> DOCUMENT SEGMENT

* * *

# Need some advice



## CSMITH1186 (Apr 3, 2018)

Hello, I am brand new, hoping to gain some input. I have been married to my beautiful wife for 12 years now and love her so much. She is in the military and has to leave quite a bit. I try very hard to support her and know she needs my support. I have a very difficult time with her being away for so long so often and with mainly other men. We have 3 children who I take care of and work full time. When I have a hard time with her being gone she gets very mad and says I am unsupportive and controlling, I can see where I come off as controlling and have been working very hard at that. I love this woman with everything I have she is everything to me, my biggest fear is losing her. But I push her away because I hate the fact that she leaves so much and when she leaves is with other men that she works with. I feel like I trust her, I know I do not trust others. How can I better support her and her career while being away and get over my fears?


----------



## Broken_in_Brooklyn (Feb 21, 2013)

Controlling is an interesting word. What are examples?


----------



## Steve2.0 (Dec 11, 2017)

I can only suggest that you create a life around you that is fun and energetic without her. Instead of looking like the needy husband that she is leaving behind you can be the awesome/attractive husband that she doesnt want to leave behind.

Right now your in a world where she is surrounded by guys that might want to be with her... but are you giving that same image for her? Is she thinking "oh no, husband is so sexy and fun that he can probably sleep with all those girls back home"

Be more of the prize and get her off the pedestal. 

I would recommend "no more mr. nice guy" and "hold on to your nuts"


----------



## CSMITH1186 (Apr 3, 2018)

I used to ask a lot of questions, where she was, who she was with, what she was doing. Texting or calling her a lot while gone to see what she was doing. When she would be away I constantly think about her and what she's doing. She would always say "You're only happy if I'm in my hotel room locked up doing nothing" I don't think this is totally true because I want her to have fun, but when after not hearing from her for say 5-6 hours I would get concerned, but recently I have done a good job at blocking that out and not questioning her.


----------



## Steve2.0 (Dec 11, 2017)

Switch it up... join a gym and pack on muscles... talk to people, make some friends
Join some type of social group thing.

Dont message her like a needy little puppy... When she messages you don't respond right away and when you do say "Hey.. i was at XXXX, hows your day going" or "Hey! was having some people over the house for *whatever*"

* * *

> EXERCISES
1. Answer these questions about the marriage-advice thread:
(a) How many years has the first poster been married?
(b) Which two titles does Steve2.0 recommend?
(c) After how many hours without hearing from his wife would the first poster become concerned?
2. Resume the marriage-advice thread from where it stops.
The rows are unrelated to the marriage-advice thread.

> DATA EXTRACT
* * *

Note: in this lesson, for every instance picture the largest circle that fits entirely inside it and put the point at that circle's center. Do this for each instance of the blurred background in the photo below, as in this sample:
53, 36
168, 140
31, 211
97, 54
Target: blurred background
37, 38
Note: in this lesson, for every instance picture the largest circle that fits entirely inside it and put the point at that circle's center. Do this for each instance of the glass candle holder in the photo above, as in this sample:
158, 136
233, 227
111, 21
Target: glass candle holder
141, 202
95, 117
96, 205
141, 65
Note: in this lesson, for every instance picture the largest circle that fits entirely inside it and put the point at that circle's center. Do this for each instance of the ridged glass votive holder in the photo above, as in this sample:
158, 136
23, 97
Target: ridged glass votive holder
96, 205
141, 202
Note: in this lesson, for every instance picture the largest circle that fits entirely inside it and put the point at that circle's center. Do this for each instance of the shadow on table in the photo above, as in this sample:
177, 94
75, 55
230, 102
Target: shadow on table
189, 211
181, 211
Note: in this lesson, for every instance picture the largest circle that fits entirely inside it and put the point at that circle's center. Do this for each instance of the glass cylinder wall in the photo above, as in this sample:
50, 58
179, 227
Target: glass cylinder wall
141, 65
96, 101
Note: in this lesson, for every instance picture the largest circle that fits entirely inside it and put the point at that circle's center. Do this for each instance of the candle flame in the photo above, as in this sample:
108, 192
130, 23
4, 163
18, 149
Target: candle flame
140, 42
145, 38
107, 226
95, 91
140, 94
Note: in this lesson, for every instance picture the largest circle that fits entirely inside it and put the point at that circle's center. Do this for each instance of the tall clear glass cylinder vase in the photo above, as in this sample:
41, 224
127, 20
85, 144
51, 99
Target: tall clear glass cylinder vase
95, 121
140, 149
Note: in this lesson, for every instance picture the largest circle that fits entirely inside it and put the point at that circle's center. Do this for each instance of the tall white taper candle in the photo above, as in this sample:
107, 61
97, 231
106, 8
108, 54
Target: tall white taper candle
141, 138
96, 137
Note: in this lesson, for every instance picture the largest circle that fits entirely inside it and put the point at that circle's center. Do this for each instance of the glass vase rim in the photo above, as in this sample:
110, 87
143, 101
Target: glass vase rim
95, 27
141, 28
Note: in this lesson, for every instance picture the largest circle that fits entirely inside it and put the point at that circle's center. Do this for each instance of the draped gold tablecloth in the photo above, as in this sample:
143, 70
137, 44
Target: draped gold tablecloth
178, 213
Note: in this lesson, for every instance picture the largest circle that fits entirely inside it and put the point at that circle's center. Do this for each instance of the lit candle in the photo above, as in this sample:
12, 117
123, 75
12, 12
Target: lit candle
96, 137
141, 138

* * *

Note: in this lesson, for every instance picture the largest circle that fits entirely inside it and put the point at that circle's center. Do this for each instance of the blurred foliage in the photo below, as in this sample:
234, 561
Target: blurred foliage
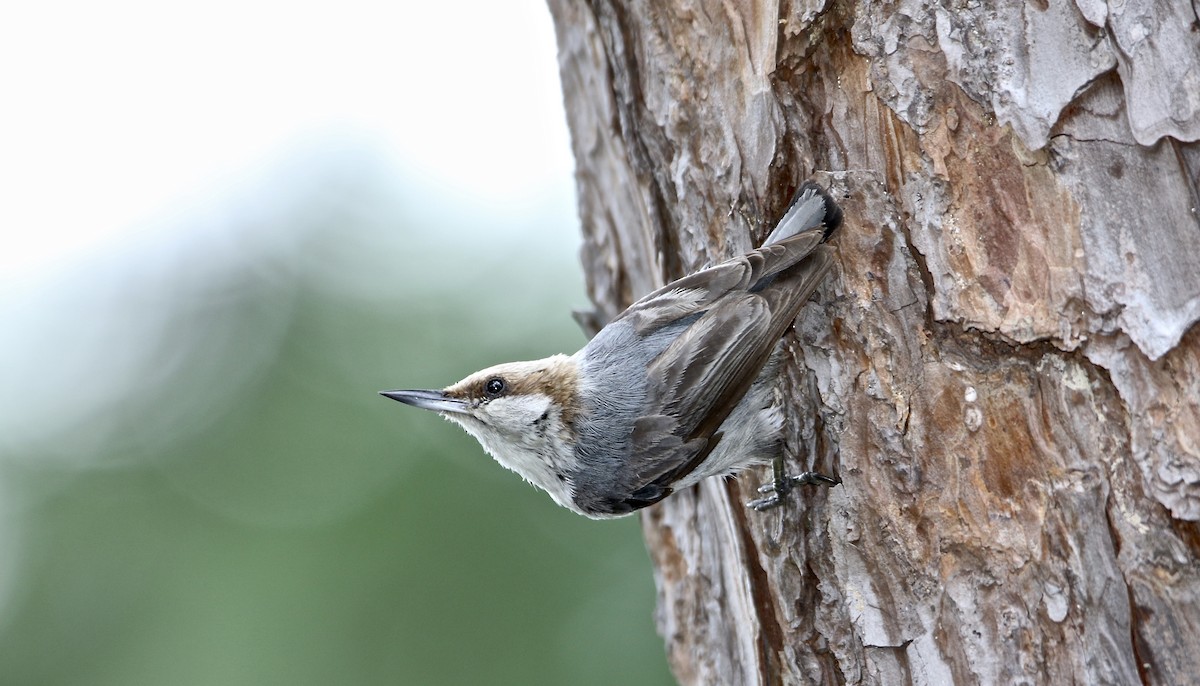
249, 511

* * *

> PER-TASK ANSWERS
1.
(a) 12 years
(b) "no more mr. nice guy" and "hold on to your nuts"
(c) 5-6 hours

2.
You have a life and she isnt the center of it

Neediness is the biggest turn off for females and not attractive at all. She also doesnt have much reason to proactively message you because she knows your sitting at home thinking of her.


----------



## Yeswecan (Jul 25, 2014)

CSMITH1186 said:


> I used to ask a lot of questions, where she was, who she was with, what she was doing. Texting or calling her a lot while gone to see what she was doing. When she would be away I constantly think about her and what she's doing. She would always say "You're only happy if I'm in my hotel room locked up doing nothing" I don't think this is totally true because I want her to have fun, but when after not hearing from her for say 5-6 hours I would get concerned, but recently I have done a good job at blocking that out and not questioning her.


Stop asking, texting and questioning. Let your W pursue you. Further, your W does not inquire about the children at all? If not, why not?


----------



## CSMITH1186 (Apr 3, 2018)

Yeswecan said:


> Stop asking, texting and questioning. Let your W pursue you. Further, your W does not inquire about the children at all? If not, why not?


No she definitely does, that's certainly not an issue at all. As a man and husband I feel a purpose to provide and protect her and with her gone a lot I have a difficult time dealing at times not being able to do that, sometimes I feel not needed. It sounds needy I know and I do not want to come off that way.


----------



## sokillme (Jun 10, 2016)

Steve2.0 said:


> Switch it up... join a gym and pack on muscles... talk to people, make some friends
> Join some type of social group thing.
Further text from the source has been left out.